(Given task): Translate this sentence from the mailing-list thread below into Spanish: "I've seen enough of the spintrcritical tests fail sporadically on QEMU to lump them all into this category."

(Selection):

------------------------------

[PATCH] aarch64: Add tests that are failing intermittently

Thu Aug 26 23:36:33 UTC 2021

On 8/20/2021 22:06, Chris Johns wrote:
> On 21/8/21 2:38 am, Kinsey Moore wrote:
>> On 8/19/2021 18:03, Chris Johns wrote:
>>> On 20/8/21 4:55 am, Kinsey Moore wrote:
>>>> On 8/19/2021 13:32, Gedare Bloom wrote:
>>>>> On Thu, Aug 19, 2021 at 11:43 AM Kinsey Moore <kinsey.moore at oarcorp.com> wrote:
>>>>>> I've seen these failures on my local system, in our CI, and on a build
>>>>>> server that I sometimes
>>>>>> use for development/testing so if it's a configuration issue we're being
>>>>>> pretty consistent about
>>>>>> misconfiguration across some pretty different environments (docker,
>>>>>> bare-metal, VM, different
>>>>>> OSs, different QEMU versions). I've seen enough of the spintrcritical
>>>>>> tests fail sporadically on
>>>>>> QEMU to lump them all into this category. These are also tests that I
>>>>>> have seen behave badly
>>>>>> on ARMv7 QEMU on my local system (which doesn't rule out
>>>>>> misconfiguration, but it's another
>>>>>> data point).

------------------------------

[Location annotation dataset excerpts]
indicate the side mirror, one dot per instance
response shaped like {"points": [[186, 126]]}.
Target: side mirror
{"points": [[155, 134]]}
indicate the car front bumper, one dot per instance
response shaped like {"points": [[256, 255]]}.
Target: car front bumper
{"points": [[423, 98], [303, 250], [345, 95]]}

------------------------------

(Result of the exercise): He visto fallar esporádicamente en QEMU suficientes pruebas spintrcritical como para agruparlas todas en esta categoría.